* [EXERCISE BRIEF]: Continue the passage on using 3D surface imaging to assess breast surgery outcomes, starting right after its final sentence.

A very good intra-panel agreement using the Harvard scale (wκ = 0.87, wκ = 0.84 for test and validation sets respectively) is reported. However, the reported internal consistency of panel assessment is variable in the literature illustrating one of the limitations of this evaluation method [9, 26, 32, 34, 35]. Even when panellists were selected from a group of experts based upon the agreement of their previous scores with the consensus opinion, their individual Harvard score switched category to match consensus 30% of the time [27]. The logistics of arranging a panel assessment are complex and inefficient both in terms of time and cost. Objective assessment using 3D-SI can be performed on a case by case basis with greater flexibility and a greatly reduced time and resource burden.

The surface asymmetry measure in Mirror® gives an average over the entire breast surface (root mean squared), thereby giving a representative result when there is global surface asymmetry or surface asymmetry affecting a moderate area of the breast. However, for very small areas of volume deficit in an otherwise symmetrical breast, the focal surface asymmetry will be countered by the remaining global surface symmetry, so can be ‘hidden’ in the measure. The ability measure and report upon a focal volume deficit is an area for development which may help to refine the accuracy of the model in the small subset of patients affected by this.

To improve the applicability into everyday practice, the software requires development to enable automated calculation of the outcome score. In addition, there is some difficulty imaging women with very large volume breasts and on occasion the lateral view is cropped to the mid-axillary line to enable capture of the anterior contour of the breasts. The automatic placement of surface landmarks is less reliable for larger breasts and moderate ptosis, sometimes requiring manual adjustment or placement, which decreases the efficiency of measuring. However, manually placing landmarks is still very quick and the software provides diagrams to guide placement so prior training is not essential.

(Point-per-instance localization data)
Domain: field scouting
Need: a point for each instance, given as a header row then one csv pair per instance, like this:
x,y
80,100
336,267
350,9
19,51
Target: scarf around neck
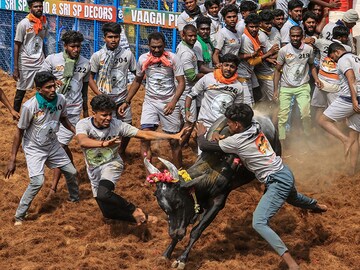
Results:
x,y
205,50
255,41
150,60
38,22
220,78
68,73
104,81
193,13
45,104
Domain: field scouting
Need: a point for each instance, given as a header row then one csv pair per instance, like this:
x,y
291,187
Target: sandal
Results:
x,y
319,208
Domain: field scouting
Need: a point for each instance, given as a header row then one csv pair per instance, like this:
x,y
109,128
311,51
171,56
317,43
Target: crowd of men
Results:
x,y
231,53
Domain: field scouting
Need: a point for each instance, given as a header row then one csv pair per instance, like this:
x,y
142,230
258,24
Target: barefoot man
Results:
x,y
346,105
99,137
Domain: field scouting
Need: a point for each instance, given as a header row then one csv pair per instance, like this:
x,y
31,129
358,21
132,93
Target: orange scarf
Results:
x,y
220,78
254,41
164,59
38,23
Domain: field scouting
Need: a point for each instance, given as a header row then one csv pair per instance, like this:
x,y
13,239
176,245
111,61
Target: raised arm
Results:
x,y
134,87
6,102
14,150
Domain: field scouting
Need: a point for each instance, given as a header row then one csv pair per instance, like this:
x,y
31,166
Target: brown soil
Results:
x,y
63,235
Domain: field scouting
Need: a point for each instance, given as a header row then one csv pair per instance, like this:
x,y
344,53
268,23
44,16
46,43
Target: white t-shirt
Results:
x,y
228,41
41,125
160,79
123,62
199,53
55,64
189,61
295,64
346,62
254,150
285,30
95,157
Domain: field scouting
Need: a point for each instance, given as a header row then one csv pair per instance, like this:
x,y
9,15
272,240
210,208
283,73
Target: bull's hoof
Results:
x,y
178,265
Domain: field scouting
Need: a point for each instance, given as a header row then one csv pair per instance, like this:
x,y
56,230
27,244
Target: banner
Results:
x,y
148,17
67,9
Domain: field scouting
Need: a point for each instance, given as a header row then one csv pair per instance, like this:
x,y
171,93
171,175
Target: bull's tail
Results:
x,y
277,143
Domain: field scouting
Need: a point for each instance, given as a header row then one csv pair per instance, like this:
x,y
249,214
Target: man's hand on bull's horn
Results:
x,y
180,135
200,129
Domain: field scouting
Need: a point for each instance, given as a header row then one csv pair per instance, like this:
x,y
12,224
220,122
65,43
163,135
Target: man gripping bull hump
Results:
x,y
99,137
250,144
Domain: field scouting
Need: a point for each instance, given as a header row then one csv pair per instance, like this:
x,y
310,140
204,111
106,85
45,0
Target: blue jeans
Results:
x,y
280,188
36,183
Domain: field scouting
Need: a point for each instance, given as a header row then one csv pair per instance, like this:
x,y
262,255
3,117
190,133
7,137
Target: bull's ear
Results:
x,y
193,182
171,167
151,168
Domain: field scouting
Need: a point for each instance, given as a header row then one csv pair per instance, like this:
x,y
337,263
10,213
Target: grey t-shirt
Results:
x,y
160,81
41,125
265,68
328,68
254,150
245,70
31,55
327,34
189,60
185,19
55,64
215,26
199,53
123,62
346,62
98,156
295,64
228,41
275,37
217,97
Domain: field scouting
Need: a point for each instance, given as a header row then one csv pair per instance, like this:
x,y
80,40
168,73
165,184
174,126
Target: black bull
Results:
x,y
214,176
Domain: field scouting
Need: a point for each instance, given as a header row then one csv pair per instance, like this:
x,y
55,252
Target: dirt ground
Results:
x,y
63,235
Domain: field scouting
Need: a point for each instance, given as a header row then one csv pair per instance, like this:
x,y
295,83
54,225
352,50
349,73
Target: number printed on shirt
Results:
x,y
80,69
304,55
356,59
120,60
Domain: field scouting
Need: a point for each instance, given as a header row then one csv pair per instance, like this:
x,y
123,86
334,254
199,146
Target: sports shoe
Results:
x,y
18,222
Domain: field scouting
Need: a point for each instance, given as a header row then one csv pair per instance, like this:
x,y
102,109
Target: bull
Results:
x,y
213,177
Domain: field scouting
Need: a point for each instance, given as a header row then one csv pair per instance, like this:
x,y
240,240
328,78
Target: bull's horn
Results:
x,y
171,167
151,168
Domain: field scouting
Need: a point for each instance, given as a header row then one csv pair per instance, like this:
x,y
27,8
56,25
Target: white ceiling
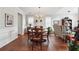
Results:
x,y
48,11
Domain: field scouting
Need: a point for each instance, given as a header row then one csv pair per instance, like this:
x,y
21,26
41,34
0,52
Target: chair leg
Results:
x,y
32,45
48,40
41,46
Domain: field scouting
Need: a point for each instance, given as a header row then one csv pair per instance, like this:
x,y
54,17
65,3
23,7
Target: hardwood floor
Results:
x,y
21,44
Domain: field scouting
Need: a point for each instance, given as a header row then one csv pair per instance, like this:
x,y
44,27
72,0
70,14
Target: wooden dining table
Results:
x,y
44,30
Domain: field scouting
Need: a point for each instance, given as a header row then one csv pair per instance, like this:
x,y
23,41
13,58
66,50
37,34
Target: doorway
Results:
x,y
20,18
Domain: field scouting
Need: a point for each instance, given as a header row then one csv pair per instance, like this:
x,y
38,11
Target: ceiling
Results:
x,y
48,11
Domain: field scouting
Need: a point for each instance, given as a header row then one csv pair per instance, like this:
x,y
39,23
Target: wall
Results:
x,y
72,15
10,32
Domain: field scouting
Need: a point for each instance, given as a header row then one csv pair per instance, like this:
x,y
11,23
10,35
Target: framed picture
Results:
x,y
9,20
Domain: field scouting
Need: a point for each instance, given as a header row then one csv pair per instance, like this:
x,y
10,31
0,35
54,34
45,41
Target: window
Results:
x,y
31,21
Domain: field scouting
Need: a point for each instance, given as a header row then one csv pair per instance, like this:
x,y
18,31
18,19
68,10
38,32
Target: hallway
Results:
x,y
21,44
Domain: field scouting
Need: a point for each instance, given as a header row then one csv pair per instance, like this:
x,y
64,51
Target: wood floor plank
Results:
x,y
21,44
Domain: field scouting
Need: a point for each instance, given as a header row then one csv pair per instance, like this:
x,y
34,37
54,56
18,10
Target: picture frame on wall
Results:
x,y
8,20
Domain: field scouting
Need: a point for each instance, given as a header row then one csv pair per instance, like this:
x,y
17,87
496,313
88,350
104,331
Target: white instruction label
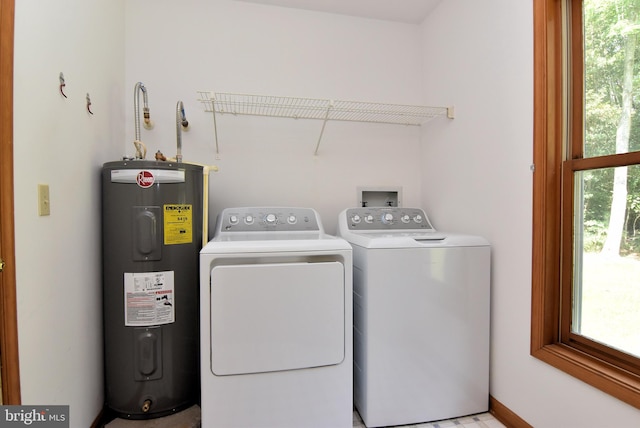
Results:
x,y
149,298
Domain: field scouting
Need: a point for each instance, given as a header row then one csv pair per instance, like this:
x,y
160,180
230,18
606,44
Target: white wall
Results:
x,y
177,48
471,174
477,179
57,142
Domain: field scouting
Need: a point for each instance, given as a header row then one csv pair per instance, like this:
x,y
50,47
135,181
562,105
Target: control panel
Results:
x,y
383,218
268,219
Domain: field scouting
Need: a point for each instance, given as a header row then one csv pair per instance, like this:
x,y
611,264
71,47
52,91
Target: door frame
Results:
x,y
10,369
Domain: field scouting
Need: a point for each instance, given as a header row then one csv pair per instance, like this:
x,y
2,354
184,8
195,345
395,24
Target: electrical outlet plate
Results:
x,y
44,204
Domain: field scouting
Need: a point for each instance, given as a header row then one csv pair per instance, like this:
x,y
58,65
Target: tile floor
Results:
x,y
482,420
190,418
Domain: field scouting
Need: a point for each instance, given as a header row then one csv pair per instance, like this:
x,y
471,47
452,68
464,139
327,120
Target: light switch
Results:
x,y
44,204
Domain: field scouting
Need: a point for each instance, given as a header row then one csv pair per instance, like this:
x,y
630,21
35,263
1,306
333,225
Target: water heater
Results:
x,y
152,216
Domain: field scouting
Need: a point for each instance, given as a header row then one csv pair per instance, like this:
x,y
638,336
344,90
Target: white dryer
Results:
x,y
421,318
276,322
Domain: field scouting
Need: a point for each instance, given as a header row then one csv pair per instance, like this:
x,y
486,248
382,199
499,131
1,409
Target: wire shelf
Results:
x,y
220,103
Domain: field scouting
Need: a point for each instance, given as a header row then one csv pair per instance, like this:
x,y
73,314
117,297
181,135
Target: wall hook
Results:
x,y
62,84
89,104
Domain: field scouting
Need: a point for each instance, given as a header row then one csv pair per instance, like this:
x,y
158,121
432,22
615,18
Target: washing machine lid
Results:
x,y
392,227
222,245
269,229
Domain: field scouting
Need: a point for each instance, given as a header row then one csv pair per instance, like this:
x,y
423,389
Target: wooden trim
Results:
x,y
610,161
547,196
505,415
545,255
8,311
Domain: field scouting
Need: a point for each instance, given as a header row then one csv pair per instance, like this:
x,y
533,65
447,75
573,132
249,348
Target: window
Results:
x,y
586,269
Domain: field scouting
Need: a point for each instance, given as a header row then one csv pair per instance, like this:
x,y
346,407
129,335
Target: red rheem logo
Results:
x,y
145,179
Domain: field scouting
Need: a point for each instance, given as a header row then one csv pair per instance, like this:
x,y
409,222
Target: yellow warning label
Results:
x,y
178,224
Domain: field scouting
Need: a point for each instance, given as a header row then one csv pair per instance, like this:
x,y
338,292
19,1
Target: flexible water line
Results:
x,y
139,87
181,122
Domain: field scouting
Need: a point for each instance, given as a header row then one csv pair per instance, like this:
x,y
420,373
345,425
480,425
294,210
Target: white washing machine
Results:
x,y
421,318
276,322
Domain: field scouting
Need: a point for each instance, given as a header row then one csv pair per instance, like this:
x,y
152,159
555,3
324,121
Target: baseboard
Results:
x,y
505,415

* [RESPONSE AREA]:
The model was based upon and tested against a clearly defined method of expert panel assessment with very-good internal consistency, a large dataset of 3D-SIs and included an independently recruited cohort for validation. Validation at a different centre, or within a prospectively-collected cohort is an area for future work. A prospective study would also eliminate selection bias. For now, it is encouraging that the median Q-score for “satisfaction with breasts “ for the training set using the BREAST-Q BCT module was 68 (IQR 55–80) out of 100, where 100 is best. This is concordant with other contemporary analyses where the median Q-scores 3–6 years after surgery ranged from 65 to 68 [9].

It may be possible to extend the principle used within this study to women who have undergone breast reconstruction, however, a large multicenter study would be required to generate a 3D-SI library large enough to reflect the diversity in practice in the UK. Survivorship is a rapidly expanding area of interest, and continued development of portable, cheaper 3D capture systems has the potential to revolutionise aesthetic evaluation by the integration of 3D-SI into research and clinical practice.